Page extract —
⟨

Roman mosaic of international importance saved for the Nation!

Dorset County Museum has been successful in its appeal to raise £150,000 pounds to save and display the Dewlish mosaic.
The 1,600-year-old Roman floor panel showing a leopard attacking an antelope was unearthed by a team of archaeologists at Dewlish in 1974. The mosaic, measuring 2m by 2.4m, was discovered in the grounds of Dewlish House and formed part of the flooring of a villa.

Conservator, Riva Boutylkova; Museum Director, Jon Murden and Museum Technician, Mark Pettit inspect the mosaic on arrival at the museum

This acquisition reunites the new panel with two other fragments from the same mosaic which are already cared for by Dorset County Museum.

This purchase was made possible due to nearly 100 donations from supporters both large and small. Key donations received include £50,000 from the Arts Council England/ V&A Purchase Grant Fund, £40,000 from Art Fund, £30,000 from the Headley Trust, and £10,000 from the Association for Roman Archaeology. Further support was given by many other organisations and individuals from Dorset and further afield, including Richard Beleson, a San Francisco-based benefactor who is passionate about keeping Roman artefacts on public display in the areas from which they come.

The mosaic had been subject to an export bar imposed by the UK Government to help prevent objects of national importance from leaving the country. The bar that was due to expire on the 16th of October last year, was granted an extension to January this year after the museum made its intentions known to buy the mosaic.
This historic piece will now be on show to the public in the new galleries of the museum as part of the £16.1 million redevelopment opening later this year.

Dr Jon Murden, Dorset County Museum Director said: I’m delighted that through a true collaborative effort between Dorset County Museum, the export licensing team at Arts Council England, a wide range of funding bodies, archaeological organisations, and the local community, we have been able to save the Dewlish Mosaic for the nation, and for the people of Dorset. It’s been a privilege to work alongside all these people on this most vital acquisition. I’m delighted that, once cleaned and conserved, it will take pride of place within the restored historic stairwell at Dorset Museum – alongside the other internationally significant Roman mosaics that are already in our collection in Dorchester.

Dr Clare Randall, archaeologist and Vice-Chairman of the Dorset Natural History and Archaeological Society said: We are delighted to be able to retain the Leopard and Gazelle mosaic from Dewlish villa within the area from which it originated. The mosaic is not only beautiful, and one of the finest examples of figure work from Roman Britain, but it is part of the story of the Dewlish villa and its inhabitants. There were people living in Roman Dorset with wealth, connections and exquisite artistic taste, and it is objects like this that give us a chance to glimpse their lives.

⟩

Stored records —
⟨

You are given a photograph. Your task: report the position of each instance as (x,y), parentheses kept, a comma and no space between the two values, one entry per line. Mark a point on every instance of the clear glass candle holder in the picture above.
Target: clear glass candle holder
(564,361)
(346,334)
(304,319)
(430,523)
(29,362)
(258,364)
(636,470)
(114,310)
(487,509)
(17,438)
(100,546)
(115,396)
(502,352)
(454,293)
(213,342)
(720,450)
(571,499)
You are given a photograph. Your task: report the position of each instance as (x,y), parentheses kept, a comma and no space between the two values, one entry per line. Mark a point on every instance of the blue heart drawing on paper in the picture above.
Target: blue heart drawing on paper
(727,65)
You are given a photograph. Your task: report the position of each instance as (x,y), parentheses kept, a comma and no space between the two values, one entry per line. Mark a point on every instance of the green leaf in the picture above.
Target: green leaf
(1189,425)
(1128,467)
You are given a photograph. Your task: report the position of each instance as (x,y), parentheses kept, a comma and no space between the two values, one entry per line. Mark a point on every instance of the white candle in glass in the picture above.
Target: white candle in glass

⟩

What the task asks —
Reproduce everything in the Dewlish mosaic article from "This acquisition reunites" down to "which they come.", word for word.

Task response —
This acquisition reunites the new panel with two other fragments from the same mosaic which are already cared for by Dorset County Museum.

This purchase was made possible due to nearly 100 donations from supporters both large and small. Key donations received include £50,000 from the Arts Council England/ V&A Purchase Grant Fund, £40,000 from Art Fund, £30,000 from the Headley Trust, and £10,000 from the Association for Roman Archaeology. Further support was given by many other organisations and individuals from Dorset and further afield, including Richard Beleson, a San Francisco-based benefactor who is passionate about keeping Roman artefacts on public display in the areas from which they come.